++++ Text shown ++++
The next evening, January 5, Ellen and Ken Main both viewed two lineups, each containing one of the two men whom Ellen had tentatively identified the previous day. One of these men Main also said closely resembled the man with the green army jacket. However, Main was unable to positively identify him or anyone else in either lineup. According to Chapman, Ellen now positively identified one as the light-skinned, checkered-shirt man at the cashier's window but could not identify the other. Ellen, however, insists that she never made a definitive identification of either man in the lineups. As it turned out, both men were in jail when Buckley was killed.

Still trying to help, Ellen told Chapman that the light-skinned suspect could be someone she had met briefly months before at a party, and that her girlfriend who dated him would know his name. Ellen got his name from her friend and gave it to Chapman. The next day, January 6, Ellen picked him out of a photo lineup as the man she saw in the cashier's cage. His name was Willie Love. Love was immediately brought in for questioning.

That same afternoon, the police interviewed an employee of the Dellwood Dairy Queen who had previously reported that two suspicious black males were in and out of the Dairy Queen three times over a two-hour period on December 31, a day and a half before the murder. The employee described one as light-skinned, wearing a beige raincoat, the other as around 6'2" and thirty years old, wearing a green fatigue army jacket. When shown a photo array of ten men, the employee selected Willie Love's photo, saying, "This picture looks like the guy with the beige raincoat." She was asked to sign and date the photo.
++++ Information provided ++++
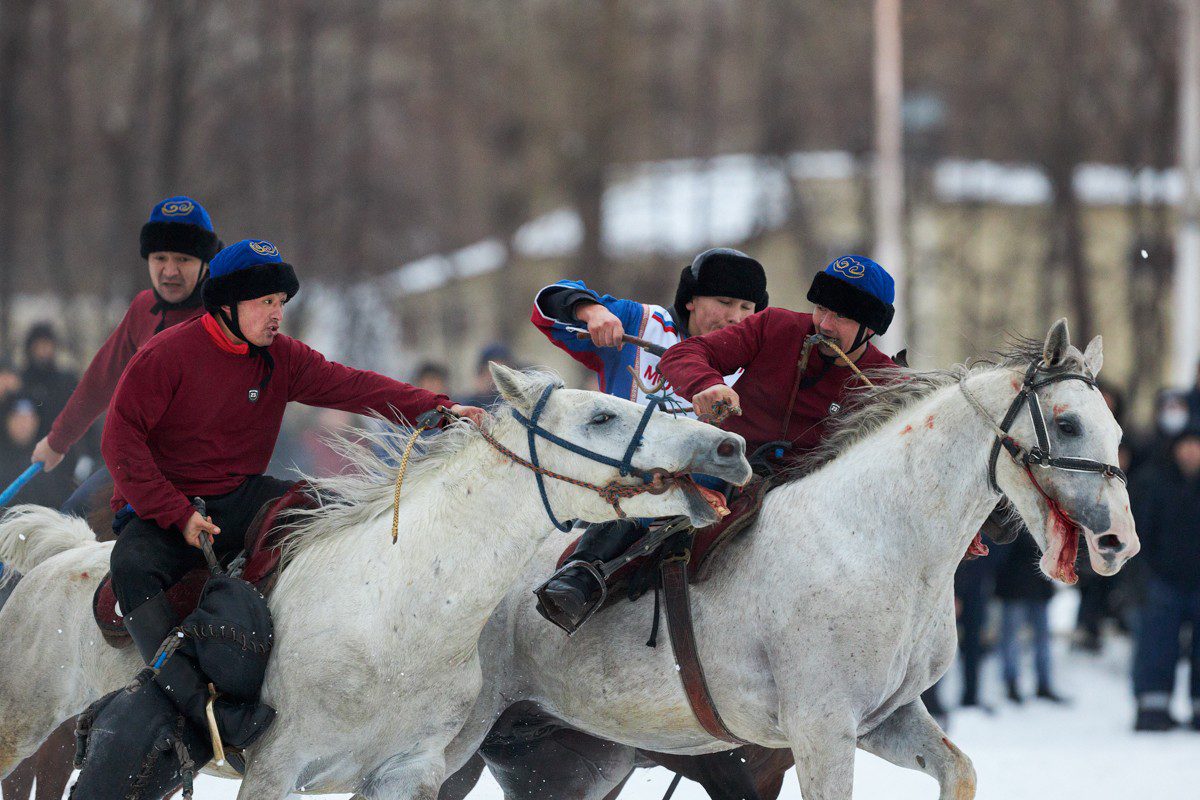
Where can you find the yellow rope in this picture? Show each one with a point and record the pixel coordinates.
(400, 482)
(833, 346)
++++
++++ Information provided ++++
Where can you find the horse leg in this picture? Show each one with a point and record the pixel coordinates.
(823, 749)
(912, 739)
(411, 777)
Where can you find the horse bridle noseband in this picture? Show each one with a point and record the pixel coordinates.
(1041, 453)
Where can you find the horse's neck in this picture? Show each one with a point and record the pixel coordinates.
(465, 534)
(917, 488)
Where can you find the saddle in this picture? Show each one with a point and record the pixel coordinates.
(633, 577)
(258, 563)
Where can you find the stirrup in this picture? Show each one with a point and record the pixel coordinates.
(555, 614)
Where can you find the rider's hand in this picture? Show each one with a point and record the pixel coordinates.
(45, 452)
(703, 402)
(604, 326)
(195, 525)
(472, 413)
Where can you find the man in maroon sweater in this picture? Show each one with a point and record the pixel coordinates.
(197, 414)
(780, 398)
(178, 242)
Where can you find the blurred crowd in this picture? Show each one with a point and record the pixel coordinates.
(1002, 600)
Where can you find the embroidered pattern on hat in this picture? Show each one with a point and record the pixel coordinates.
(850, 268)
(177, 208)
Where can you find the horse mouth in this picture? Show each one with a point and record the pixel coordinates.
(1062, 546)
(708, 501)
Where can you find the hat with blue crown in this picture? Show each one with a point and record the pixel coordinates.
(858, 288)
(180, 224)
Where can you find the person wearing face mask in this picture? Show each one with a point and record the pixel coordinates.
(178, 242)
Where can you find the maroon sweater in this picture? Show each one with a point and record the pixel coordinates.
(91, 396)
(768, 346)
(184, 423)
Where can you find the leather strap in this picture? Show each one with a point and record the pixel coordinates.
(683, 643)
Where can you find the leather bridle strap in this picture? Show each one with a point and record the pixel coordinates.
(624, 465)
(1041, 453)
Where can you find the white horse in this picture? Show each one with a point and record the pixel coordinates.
++++
++++ Information provided ++++
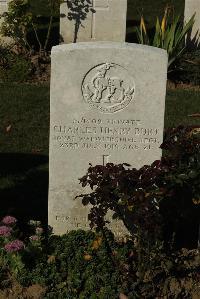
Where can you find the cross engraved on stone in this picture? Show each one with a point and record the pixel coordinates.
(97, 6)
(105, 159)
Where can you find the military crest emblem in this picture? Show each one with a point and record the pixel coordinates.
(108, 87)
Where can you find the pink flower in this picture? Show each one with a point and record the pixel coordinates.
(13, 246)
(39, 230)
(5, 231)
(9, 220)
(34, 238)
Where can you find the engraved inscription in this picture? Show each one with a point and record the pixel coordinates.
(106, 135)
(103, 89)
++++
● **Task instructions**:
1) Answer from the investigation text:
(a) On what date did Ellen and Ken Main view the two lineups?
(b) What name did Ellen get from her friend and give to Chapman?
(c) According to the Dairy Queen employee, what was the light-skinned man wearing?
2) Restate the investigation text from "Still trying to" to "in for questioning.", switching "Chapman" to "the investigator" throughout.
The rows have no connection to the investigation text.

● **Final answers**:
1)
(a) January 5
(b) Willie Love
(c) A beige raincoat

2)
Still trying to help, Ellen told the investigator that the light-skinned suspect could be someone she had met briefly months before at a party, and that her girlfriend who dated him would know his name. Ellen got his name from her friend and gave it to the investigator. The next day, January 6, Ellen picked him out of a photo lineup as the man she saw in the cashier's cage. His name was Willie Love. Love was immediately brought in for questioning.